> **What you need to do**
Copy the records below without altering a single word.

(Items from a data source)
----

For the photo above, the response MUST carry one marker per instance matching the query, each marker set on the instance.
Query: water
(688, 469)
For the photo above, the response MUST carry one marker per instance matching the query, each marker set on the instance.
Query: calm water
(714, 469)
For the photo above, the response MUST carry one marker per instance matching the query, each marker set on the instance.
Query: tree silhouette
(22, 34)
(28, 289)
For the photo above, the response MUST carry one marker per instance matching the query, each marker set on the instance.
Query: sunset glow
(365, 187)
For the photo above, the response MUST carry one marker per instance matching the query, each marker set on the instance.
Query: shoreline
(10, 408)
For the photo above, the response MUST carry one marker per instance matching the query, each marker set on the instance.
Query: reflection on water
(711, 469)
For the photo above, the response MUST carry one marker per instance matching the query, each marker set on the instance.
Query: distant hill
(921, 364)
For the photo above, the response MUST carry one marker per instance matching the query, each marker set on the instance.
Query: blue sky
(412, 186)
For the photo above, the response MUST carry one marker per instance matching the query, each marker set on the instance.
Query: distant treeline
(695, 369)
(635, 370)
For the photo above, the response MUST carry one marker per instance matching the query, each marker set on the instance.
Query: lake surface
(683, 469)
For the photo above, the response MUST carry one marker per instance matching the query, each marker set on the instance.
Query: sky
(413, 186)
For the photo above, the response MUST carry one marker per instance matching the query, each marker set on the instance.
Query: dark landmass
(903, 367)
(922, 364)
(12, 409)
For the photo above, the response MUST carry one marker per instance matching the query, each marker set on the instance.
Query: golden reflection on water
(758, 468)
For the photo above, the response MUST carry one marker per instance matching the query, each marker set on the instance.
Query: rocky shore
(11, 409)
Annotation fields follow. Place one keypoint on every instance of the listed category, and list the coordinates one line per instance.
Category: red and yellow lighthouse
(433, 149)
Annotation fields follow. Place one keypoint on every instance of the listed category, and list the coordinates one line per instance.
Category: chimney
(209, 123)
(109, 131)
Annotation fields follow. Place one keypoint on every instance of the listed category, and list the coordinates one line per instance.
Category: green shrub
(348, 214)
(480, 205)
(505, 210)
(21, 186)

----

> **Answer space**
For the photo above, the response MUST carry one marker per instance matching the query, each marker set on the instance.
Query: water
(688, 469)
For the photo above, the response MUST carry one marker per instance matching the query, each marker set on the instance.
Query: calm water
(714, 469)
For the photo above, the response MUST carry one marker per instance matching the query, each marker set on the instance.
Query: tree silhouette
(22, 34)
(28, 289)
For the photo above, the response MUST carry one marker per instance matching the query, each marker set on the instance.
Query: sunset glow
(365, 187)
For the photo above, the response MUST carry one marker per instance matching the query, each marker set on the instance.
Query: shoreline
(10, 408)
For the photo above, the response MUST carry one marker per instance matching the query, each marker set on the instance.
Query: reflection on water
(711, 469)
For the photo above, the response MUST carry one marker per instance matching the query, each marker set on the instance.
Query: distant hill
(921, 364)
For the photo above, the response MUST carry one marker per instance matching the query, each marker set on the instance.
Query: blue sky
(412, 186)
For the photo above, the response MUST carry one marker per instance matching the query, each marker set on the instance.
Query: distant treeline
(695, 369)
(635, 370)
For the photo above, the response MUST carry one marker per instance matching the query, each marker set on the instance.
Query: lake surface
(683, 469)
For the photo above, the response MUST carry one marker per instance matching the query, each marker set on the instance.
Query: sky
(413, 186)
For the photo above, the response MUST carry one marker per instance matching the query, each marker set on the instance.
Query: dark landmass
(903, 367)
(922, 364)
(12, 409)
For the photo above, the response MUST carry one marker per instance matching the query, each marker set on the instance.
Query: golden reflection on water
(758, 468)
For the photo above, the response MUST carry one marker per instance matching the query, each marker set on the instance.
Query: rocky shore
(11, 409)
Annotation fields follow. Place one keypoint on every instance of the listed category, and list the coordinates one line per instance.
Category: red and yellow lighthouse
(433, 149)
Annotation fields follow. Place one keypoint on every instance of the listed category, and list the coordinates one line per instance.
Category: chimney
(209, 123)
(109, 131)
Annotation fields follow. Place one keypoint on every instance of the listed category, and list the coordinates one line per instance.
Category: green shrub
(348, 214)
(480, 205)
(505, 210)
(21, 186)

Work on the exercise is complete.